WHAT IS REQUIRED =
Repeat, word for word, every line from the line holding "of the wooden" through the final line of the entries below. Skip all pictures.

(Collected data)
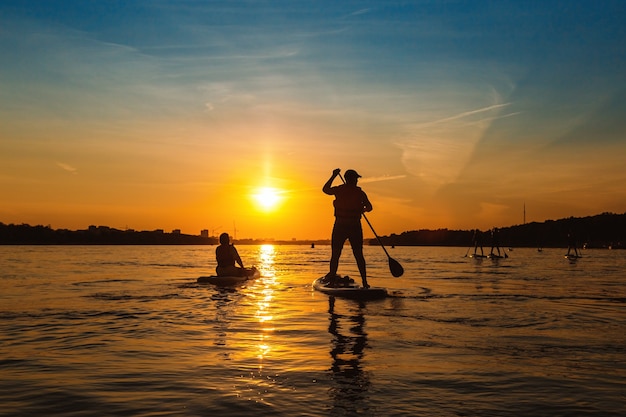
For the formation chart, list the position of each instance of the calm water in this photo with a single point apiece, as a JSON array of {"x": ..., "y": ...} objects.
[{"x": 126, "y": 331}]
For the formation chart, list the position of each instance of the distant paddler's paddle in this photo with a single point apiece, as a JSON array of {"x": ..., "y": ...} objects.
[{"x": 394, "y": 266}]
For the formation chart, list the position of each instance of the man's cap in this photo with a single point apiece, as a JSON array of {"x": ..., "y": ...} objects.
[{"x": 352, "y": 174}]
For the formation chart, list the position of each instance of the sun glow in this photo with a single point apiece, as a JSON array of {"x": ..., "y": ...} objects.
[{"x": 267, "y": 198}]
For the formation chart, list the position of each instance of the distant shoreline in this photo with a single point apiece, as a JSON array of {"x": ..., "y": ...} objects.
[{"x": 606, "y": 230}]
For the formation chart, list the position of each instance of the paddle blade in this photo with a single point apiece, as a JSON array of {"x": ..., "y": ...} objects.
[{"x": 395, "y": 268}]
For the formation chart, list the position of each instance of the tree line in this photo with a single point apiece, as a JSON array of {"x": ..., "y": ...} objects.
[{"x": 606, "y": 230}]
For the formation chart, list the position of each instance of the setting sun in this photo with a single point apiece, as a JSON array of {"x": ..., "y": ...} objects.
[{"x": 267, "y": 198}]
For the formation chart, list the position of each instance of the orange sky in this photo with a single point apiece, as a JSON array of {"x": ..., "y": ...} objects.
[{"x": 452, "y": 122}]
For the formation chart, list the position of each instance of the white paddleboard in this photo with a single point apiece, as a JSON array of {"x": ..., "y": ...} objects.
[
  {"x": 229, "y": 280},
  {"x": 352, "y": 290}
]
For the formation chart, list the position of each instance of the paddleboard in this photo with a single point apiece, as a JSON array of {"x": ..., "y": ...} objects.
[
  {"x": 229, "y": 280},
  {"x": 351, "y": 290}
]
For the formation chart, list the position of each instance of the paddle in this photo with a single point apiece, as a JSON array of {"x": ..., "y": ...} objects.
[{"x": 394, "y": 266}]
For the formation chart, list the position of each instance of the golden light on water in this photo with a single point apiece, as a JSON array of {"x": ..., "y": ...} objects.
[{"x": 264, "y": 303}]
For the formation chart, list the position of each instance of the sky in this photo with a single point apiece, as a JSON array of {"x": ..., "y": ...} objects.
[{"x": 230, "y": 115}]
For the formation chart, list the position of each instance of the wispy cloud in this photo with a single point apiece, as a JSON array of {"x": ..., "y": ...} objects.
[{"x": 465, "y": 114}]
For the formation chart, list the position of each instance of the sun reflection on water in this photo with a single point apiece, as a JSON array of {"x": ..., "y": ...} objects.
[{"x": 263, "y": 313}]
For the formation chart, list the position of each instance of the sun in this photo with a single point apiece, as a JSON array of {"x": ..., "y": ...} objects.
[{"x": 267, "y": 198}]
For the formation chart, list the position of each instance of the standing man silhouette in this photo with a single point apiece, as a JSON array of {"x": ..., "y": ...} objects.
[{"x": 350, "y": 203}]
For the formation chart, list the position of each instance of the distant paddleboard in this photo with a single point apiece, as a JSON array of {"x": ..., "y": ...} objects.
[
  {"x": 350, "y": 290},
  {"x": 229, "y": 280}
]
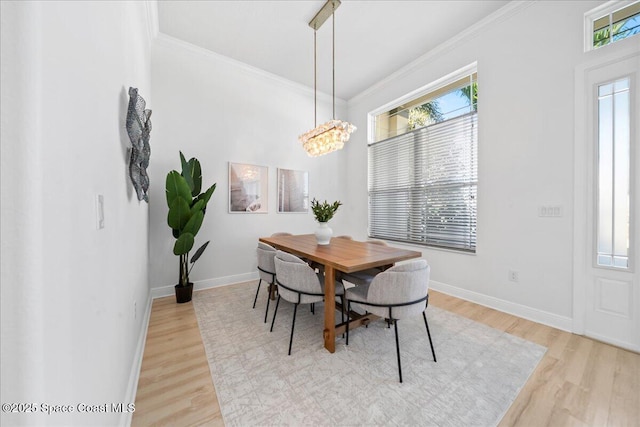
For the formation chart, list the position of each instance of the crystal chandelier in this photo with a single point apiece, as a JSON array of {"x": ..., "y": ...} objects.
[{"x": 332, "y": 135}]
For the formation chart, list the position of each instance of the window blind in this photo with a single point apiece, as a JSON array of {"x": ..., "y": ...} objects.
[{"x": 423, "y": 185}]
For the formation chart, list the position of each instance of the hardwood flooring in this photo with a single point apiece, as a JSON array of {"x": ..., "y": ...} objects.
[{"x": 579, "y": 382}]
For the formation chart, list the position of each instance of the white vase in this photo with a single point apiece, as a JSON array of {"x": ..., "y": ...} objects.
[{"x": 324, "y": 233}]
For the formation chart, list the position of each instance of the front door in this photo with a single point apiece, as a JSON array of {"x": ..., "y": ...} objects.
[{"x": 607, "y": 209}]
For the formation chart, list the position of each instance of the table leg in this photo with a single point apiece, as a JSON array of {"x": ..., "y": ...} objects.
[{"x": 329, "y": 332}]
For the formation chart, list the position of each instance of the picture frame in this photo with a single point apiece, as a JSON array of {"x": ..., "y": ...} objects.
[
  {"x": 293, "y": 191},
  {"x": 248, "y": 188}
]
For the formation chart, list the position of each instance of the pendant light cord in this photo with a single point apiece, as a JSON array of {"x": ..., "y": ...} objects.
[
  {"x": 315, "y": 83},
  {"x": 333, "y": 59}
]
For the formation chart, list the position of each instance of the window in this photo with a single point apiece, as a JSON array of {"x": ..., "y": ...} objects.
[
  {"x": 613, "y": 205},
  {"x": 423, "y": 166},
  {"x": 612, "y": 22}
]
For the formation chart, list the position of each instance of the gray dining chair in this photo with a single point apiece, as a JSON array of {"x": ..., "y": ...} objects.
[
  {"x": 364, "y": 277},
  {"x": 399, "y": 292},
  {"x": 266, "y": 271},
  {"x": 299, "y": 284}
]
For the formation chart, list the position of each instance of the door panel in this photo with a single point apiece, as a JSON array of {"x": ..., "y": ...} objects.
[{"x": 607, "y": 193}]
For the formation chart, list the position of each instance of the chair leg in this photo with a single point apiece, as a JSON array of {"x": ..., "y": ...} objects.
[
  {"x": 258, "y": 291},
  {"x": 342, "y": 311},
  {"x": 274, "y": 313},
  {"x": 293, "y": 324},
  {"x": 348, "y": 310},
  {"x": 266, "y": 311},
  {"x": 429, "y": 333},
  {"x": 395, "y": 326}
]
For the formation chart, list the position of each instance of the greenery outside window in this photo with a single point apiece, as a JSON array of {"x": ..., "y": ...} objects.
[
  {"x": 612, "y": 22},
  {"x": 423, "y": 166}
]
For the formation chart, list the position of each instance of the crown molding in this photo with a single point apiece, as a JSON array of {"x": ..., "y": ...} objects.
[
  {"x": 258, "y": 72},
  {"x": 153, "y": 24}
]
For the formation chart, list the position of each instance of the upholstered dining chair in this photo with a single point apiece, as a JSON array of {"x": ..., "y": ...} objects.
[
  {"x": 364, "y": 277},
  {"x": 266, "y": 271},
  {"x": 399, "y": 292},
  {"x": 299, "y": 284}
]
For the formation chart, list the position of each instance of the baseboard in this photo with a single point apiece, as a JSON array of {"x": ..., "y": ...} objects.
[
  {"x": 166, "y": 291},
  {"x": 134, "y": 376},
  {"x": 519, "y": 310}
]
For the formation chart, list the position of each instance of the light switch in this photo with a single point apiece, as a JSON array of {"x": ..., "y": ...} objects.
[{"x": 100, "y": 211}]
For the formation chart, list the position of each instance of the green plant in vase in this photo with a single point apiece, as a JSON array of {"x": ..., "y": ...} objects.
[
  {"x": 323, "y": 213},
  {"x": 187, "y": 207}
]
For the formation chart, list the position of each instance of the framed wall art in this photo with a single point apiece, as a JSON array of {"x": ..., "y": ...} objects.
[
  {"x": 293, "y": 191},
  {"x": 248, "y": 188}
]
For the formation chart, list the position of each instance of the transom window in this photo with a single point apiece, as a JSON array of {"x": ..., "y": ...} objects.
[
  {"x": 423, "y": 166},
  {"x": 612, "y": 22}
]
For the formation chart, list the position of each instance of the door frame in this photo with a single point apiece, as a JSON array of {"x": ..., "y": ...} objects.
[{"x": 583, "y": 176}]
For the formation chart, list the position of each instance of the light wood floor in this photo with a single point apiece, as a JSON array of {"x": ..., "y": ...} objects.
[{"x": 579, "y": 382}]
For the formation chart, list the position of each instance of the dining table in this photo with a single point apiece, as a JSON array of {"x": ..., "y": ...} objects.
[{"x": 340, "y": 255}]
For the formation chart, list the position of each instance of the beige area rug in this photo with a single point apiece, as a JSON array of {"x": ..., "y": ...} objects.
[{"x": 478, "y": 375}]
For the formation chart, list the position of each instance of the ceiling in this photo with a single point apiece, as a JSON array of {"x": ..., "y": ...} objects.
[{"x": 373, "y": 38}]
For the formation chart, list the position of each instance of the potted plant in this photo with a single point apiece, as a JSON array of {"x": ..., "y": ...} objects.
[
  {"x": 187, "y": 206},
  {"x": 324, "y": 212}
]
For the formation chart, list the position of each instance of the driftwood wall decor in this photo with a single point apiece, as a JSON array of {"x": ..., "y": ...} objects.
[{"x": 139, "y": 130}]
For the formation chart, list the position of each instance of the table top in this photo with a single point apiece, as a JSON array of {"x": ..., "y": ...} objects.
[{"x": 342, "y": 254}]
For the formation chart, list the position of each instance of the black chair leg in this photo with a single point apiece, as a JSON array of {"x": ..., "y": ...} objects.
[
  {"x": 342, "y": 311},
  {"x": 293, "y": 324},
  {"x": 274, "y": 313},
  {"x": 424, "y": 316},
  {"x": 348, "y": 310},
  {"x": 257, "y": 292},
  {"x": 268, "y": 299},
  {"x": 395, "y": 326}
]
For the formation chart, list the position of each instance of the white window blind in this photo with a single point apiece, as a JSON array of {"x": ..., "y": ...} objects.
[{"x": 423, "y": 185}]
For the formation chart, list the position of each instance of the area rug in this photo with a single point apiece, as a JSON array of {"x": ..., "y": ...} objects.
[{"x": 478, "y": 375}]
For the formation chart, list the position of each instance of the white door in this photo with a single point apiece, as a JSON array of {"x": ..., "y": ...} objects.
[{"x": 607, "y": 208}]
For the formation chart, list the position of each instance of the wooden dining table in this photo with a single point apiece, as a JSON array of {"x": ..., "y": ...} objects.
[{"x": 340, "y": 255}]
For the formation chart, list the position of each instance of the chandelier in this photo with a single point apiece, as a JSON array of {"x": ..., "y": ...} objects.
[{"x": 332, "y": 135}]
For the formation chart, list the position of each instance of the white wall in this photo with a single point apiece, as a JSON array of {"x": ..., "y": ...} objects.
[
  {"x": 526, "y": 60},
  {"x": 222, "y": 111},
  {"x": 69, "y": 334}
]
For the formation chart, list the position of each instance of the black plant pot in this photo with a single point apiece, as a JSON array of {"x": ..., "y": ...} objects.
[{"x": 183, "y": 293}]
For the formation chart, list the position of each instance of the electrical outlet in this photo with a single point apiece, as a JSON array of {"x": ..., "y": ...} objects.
[{"x": 550, "y": 211}]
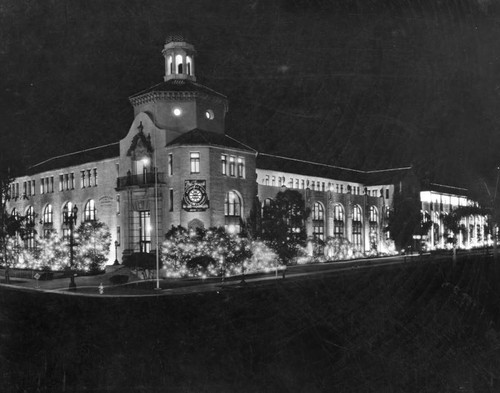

ANSWER SPACE =
For the formation chart, list the position of each instance of the wooden dining table in this photo with a single point apiece, as a JSON array of {"x": ..., "y": ...} objects.
[{"x": 340, "y": 255}]
For the formation chart, list the position of each instance of the chandelier in this photo with a single point apiece, as a JSON array of {"x": ..., "y": ...} objects.
[{"x": 332, "y": 135}]
For the formation chart, list the position of each instance of the white wall in this photo with a single point apiece, as a JSON array of {"x": ..., "y": ...} objects.
[
  {"x": 526, "y": 60},
  {"x": 222, "y": 111},
  {"x": 69, "y": 334}
]
For the formation chart, list the position of each instance of the black plant pot in this photo with a single point apiece, as a JSON array of {"x": ..., "y": ...} objects.
[{"x": 183, "y": 293}]
For the formation chart, list the position of each instance of the electrical outlet in this photo with a single point apiece, as a JSON array of {"x": ..., "y": ...} objects.
[{"x": 550, "y": 211}]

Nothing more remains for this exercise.